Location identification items
......

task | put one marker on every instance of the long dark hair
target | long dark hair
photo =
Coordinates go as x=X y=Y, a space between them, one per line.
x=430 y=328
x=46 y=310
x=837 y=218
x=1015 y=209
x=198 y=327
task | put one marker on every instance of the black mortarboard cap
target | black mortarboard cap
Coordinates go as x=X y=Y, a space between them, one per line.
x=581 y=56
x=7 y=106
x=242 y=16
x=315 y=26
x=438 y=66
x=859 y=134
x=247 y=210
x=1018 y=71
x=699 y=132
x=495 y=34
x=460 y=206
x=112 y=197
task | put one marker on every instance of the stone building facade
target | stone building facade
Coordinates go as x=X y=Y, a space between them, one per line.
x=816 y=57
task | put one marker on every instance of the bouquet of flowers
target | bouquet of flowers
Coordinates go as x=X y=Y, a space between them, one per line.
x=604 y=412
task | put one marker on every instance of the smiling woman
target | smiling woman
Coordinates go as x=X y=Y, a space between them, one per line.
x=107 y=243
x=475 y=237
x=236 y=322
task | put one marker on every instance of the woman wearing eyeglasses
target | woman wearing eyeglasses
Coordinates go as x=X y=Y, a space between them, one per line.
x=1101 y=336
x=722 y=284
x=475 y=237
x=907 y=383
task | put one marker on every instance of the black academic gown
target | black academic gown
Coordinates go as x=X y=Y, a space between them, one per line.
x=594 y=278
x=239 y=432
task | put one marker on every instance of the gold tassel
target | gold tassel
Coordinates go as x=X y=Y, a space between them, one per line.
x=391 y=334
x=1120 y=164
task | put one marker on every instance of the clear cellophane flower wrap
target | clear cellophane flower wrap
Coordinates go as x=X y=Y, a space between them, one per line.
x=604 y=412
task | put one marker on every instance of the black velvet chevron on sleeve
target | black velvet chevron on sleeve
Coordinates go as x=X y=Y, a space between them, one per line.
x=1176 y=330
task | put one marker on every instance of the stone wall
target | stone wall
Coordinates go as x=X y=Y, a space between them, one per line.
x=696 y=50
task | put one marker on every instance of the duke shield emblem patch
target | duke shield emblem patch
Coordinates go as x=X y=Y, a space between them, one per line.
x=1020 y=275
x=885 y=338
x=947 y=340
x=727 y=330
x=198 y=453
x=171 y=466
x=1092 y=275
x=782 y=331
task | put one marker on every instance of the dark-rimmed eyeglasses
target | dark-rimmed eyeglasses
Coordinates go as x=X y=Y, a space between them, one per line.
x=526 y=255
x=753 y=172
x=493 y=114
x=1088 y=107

......

## Task requirements:
Every record should be given again exactly.

## The completed task:
task | put one marker on every instance of the long dark hair
target | long dark hair
photo =
Coordinates go as x=X y=Y, a space between them, one per line.
x=430 y=328
x=46 y=310
x=837 y=218
x=1015 y=209
x=198 y=327
task | put one marker on every instance of the black mortarboard cap
target | black mortarboard cap
Coordinates go as x=X y=Y, a space between them, one per line.
x=581 y=56
x=7 y=106
x=242 y=16
x=315 y=26
x=438 y=66
x=859 y=134
x=247 y=210
x=1018 y=71
x=699 y=132
x=495 y=34
x=460 y=206
x=112 y=197
task | put one marker on every instance of the stone building facade
target | stone building facade
Coordinates go as x=X y=Y, a space between them, one per line.
x=816 y=57
task | put one marker on every instance of the bouquet of flowers
target | bouquet of flowers
Coordinates go as x=X y=Y, a space between them, one per line.
x=604 y=412
task | put one marker on every instance of the smiling woman
target | smiling woman
Coordinates go as x=X y=Y, a space between them, one per line.
x=107 y=243
x=475 y=237
x=236 y=322
task | put one marker on every instance of the woman wearing eyeglasses
target | woman wearing eyeglasses
Coordinates go as x=X y=Y, a space between them, one per line.
x=1101 y=336
x=722 y=284
x=475 y=237
x=907 y=383
task | put one marker on every instance of the black academic gown
target | black academic gown
Coordinates go as x=X y=Y, a space between them, one per line.
x=594 y=278
x=239 y=432
task | put one marker on every instance of the gold tassel
target | gold tassel
Coordinates go as x=X y=Y, a space between them, one per line.
x=391 y=334
x=1120 y=164
task | put one marker on every instance of the clear cellophane flower wrap
target | clear cellophane flower wrap
Coordinates go as x=X y=Y, a space between them, one per line.
x=604 y=412
task | put one marker on every instance of the black velvet chevron on sleeve
target | black velvet chevron on sleeve
Coordinates go as x=X y=Y, a space between them, one per line.
x=1176 y=330
task | put one marker on every instance of the stone wall
target | stone wall
Coordinates go as x=X y=Y, a space between them, one per line.
x=696 y=50
task | put one marker on every instance of the duke shield emblem patch
target | duke shield emblem patch
Coordinates go as x=X y=Y, a space between them, one per line.
x=1020 y=275
x=885 y=338
x=947 y=340
x=727 y=330
x=198 y=453
x=171 y=466
x=1092 y=275
x=782 y=331
task | put one marker on every instance of the dark-rimmed eyeglasses
target | dark-rimmed eyeglasses
Coordinates go as x=X y=Y, a space between them, one per line.
x=526 y=255
x=753 y=172
x=493 y=114
x=1088 y=107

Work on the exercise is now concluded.